Extracted records
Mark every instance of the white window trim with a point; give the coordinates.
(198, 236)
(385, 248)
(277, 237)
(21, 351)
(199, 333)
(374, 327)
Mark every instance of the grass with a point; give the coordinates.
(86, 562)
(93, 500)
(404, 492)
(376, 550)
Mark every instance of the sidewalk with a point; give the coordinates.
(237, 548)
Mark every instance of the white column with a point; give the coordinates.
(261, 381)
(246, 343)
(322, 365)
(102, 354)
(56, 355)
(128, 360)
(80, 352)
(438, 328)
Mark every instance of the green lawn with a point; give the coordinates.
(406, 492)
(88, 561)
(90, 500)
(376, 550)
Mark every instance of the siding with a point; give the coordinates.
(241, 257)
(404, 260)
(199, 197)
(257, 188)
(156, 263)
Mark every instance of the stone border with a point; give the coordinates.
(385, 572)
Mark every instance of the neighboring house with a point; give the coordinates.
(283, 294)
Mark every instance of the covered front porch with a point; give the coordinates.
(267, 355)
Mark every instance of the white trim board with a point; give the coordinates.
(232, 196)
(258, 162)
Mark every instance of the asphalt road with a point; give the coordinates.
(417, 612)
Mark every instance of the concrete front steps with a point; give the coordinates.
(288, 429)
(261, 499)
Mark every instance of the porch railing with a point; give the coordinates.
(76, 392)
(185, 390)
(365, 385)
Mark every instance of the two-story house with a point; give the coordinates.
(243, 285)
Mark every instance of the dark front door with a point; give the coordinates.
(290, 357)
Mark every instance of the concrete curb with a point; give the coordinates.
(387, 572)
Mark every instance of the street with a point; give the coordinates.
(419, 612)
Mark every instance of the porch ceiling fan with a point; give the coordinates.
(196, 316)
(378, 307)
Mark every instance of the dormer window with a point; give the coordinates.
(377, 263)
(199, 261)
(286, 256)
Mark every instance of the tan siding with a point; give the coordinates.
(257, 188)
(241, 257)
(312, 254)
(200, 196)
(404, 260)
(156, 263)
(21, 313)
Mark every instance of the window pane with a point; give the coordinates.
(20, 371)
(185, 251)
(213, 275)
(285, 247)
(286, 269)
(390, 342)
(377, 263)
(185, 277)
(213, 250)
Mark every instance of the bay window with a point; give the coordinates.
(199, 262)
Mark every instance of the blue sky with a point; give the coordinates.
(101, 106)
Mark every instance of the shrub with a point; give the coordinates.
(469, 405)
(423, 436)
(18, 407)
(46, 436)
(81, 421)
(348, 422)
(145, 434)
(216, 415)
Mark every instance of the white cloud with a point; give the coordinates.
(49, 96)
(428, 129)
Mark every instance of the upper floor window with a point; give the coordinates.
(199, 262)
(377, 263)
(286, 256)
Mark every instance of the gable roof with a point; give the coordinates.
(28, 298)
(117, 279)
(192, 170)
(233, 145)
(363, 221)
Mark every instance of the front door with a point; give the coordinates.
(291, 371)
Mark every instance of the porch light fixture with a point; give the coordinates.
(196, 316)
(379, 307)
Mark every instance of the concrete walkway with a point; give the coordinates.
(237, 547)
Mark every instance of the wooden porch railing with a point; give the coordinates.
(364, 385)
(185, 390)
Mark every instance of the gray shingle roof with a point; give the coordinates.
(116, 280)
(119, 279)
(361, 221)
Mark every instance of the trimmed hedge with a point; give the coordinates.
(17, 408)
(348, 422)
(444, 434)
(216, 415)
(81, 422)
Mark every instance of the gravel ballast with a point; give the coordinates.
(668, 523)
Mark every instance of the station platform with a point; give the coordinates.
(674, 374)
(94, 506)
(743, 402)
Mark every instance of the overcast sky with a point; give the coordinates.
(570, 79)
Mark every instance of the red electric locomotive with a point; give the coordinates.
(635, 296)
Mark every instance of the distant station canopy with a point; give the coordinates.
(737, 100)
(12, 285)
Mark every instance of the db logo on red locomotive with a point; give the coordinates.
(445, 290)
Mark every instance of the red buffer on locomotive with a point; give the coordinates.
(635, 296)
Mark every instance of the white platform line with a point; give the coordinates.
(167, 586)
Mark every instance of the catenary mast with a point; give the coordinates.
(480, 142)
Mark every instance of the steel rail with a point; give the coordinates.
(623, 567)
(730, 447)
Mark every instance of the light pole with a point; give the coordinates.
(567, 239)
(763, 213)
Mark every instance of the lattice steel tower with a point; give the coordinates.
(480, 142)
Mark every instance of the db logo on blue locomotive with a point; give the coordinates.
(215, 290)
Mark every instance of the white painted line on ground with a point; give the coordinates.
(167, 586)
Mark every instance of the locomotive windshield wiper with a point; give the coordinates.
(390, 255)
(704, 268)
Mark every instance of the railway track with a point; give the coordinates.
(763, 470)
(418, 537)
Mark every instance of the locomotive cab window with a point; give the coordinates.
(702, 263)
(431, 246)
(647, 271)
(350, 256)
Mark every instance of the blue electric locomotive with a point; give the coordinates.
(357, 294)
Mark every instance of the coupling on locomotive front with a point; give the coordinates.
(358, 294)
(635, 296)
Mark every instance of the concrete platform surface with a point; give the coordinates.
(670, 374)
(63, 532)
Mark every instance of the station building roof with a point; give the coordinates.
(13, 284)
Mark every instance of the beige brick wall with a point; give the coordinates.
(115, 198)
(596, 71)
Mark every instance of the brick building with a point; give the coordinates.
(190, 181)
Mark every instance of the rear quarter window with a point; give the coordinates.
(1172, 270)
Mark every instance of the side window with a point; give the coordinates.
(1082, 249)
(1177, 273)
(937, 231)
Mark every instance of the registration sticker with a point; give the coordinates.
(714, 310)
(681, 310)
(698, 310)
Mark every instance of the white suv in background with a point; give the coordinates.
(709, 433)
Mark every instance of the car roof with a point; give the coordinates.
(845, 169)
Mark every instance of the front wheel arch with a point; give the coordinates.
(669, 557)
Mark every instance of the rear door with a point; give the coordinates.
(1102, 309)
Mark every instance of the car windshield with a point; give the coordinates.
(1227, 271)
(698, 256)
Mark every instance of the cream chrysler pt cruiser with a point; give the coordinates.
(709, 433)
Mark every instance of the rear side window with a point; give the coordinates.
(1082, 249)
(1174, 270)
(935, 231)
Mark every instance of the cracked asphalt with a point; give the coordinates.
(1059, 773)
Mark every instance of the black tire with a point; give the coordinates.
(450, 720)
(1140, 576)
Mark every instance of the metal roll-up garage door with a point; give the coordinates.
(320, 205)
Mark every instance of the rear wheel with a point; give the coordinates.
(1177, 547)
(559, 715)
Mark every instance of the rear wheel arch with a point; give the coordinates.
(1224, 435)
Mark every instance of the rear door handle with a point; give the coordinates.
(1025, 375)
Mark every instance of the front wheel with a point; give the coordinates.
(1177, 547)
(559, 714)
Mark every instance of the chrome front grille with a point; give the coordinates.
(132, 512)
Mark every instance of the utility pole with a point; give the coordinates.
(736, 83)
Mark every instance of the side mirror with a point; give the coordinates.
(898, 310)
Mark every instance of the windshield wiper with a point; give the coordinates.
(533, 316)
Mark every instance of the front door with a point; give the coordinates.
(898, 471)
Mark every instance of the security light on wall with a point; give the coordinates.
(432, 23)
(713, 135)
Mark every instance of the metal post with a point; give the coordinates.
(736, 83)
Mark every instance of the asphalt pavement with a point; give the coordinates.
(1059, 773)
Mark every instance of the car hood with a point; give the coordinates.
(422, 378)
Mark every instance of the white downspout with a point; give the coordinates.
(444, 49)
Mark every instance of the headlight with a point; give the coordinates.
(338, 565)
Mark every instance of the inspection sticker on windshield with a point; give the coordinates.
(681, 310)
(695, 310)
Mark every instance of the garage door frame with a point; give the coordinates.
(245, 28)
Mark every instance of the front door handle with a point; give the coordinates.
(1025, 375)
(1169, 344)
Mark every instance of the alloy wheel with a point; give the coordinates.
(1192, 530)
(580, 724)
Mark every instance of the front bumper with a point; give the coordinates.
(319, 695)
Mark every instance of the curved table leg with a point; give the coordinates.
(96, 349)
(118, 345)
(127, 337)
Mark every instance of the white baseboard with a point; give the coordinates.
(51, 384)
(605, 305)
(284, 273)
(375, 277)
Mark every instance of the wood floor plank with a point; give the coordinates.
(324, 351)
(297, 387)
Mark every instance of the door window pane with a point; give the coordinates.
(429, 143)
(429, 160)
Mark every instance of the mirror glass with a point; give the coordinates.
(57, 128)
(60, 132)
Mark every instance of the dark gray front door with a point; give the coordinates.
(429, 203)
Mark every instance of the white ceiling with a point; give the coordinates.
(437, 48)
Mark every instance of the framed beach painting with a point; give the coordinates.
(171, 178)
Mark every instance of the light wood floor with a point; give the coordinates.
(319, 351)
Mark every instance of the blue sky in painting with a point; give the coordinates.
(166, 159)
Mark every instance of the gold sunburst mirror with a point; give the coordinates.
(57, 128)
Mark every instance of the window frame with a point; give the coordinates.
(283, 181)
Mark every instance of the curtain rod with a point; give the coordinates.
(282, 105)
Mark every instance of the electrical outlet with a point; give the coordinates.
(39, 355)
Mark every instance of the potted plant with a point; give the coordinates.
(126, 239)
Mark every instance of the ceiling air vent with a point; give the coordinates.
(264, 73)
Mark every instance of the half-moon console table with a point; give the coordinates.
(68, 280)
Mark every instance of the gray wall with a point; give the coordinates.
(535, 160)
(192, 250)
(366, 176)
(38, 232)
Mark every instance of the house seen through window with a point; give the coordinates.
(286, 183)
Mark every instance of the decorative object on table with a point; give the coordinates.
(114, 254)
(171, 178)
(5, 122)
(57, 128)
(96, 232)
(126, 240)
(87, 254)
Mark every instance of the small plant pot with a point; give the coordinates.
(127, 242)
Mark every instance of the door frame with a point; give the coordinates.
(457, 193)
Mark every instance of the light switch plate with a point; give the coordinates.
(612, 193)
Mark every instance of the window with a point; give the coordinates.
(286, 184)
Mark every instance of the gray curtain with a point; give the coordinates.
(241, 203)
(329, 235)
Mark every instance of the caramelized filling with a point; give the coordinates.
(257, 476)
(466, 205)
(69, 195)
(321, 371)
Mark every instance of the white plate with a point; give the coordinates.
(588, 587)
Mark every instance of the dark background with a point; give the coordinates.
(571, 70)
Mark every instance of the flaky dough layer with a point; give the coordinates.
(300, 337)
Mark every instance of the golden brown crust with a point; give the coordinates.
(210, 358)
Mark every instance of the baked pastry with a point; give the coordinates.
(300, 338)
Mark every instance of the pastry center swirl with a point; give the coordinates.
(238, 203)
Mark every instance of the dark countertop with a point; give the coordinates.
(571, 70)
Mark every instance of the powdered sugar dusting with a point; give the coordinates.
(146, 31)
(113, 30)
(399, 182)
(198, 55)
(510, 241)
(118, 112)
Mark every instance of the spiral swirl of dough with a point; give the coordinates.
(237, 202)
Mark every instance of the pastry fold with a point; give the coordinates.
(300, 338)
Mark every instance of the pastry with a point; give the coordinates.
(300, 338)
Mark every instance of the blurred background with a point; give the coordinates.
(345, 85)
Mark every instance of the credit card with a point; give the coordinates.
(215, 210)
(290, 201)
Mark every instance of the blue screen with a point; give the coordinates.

(Problem to work on):
Reproduce verbatim everything in the items above from the line containing "Mark every instance of the beige" down to the line containing "(1172, 270)", including both of those lines.

(Answer for the task):
Mark every instance of the beige brick wall with a point; give the coordinates.
(115, 198)
(596, 71)
Mark every instance of the brick building with a point; give the coordinates.
(190, 181)
Mark every instance of the rear quarter window with a point; give the coordinates.
(1172, 270)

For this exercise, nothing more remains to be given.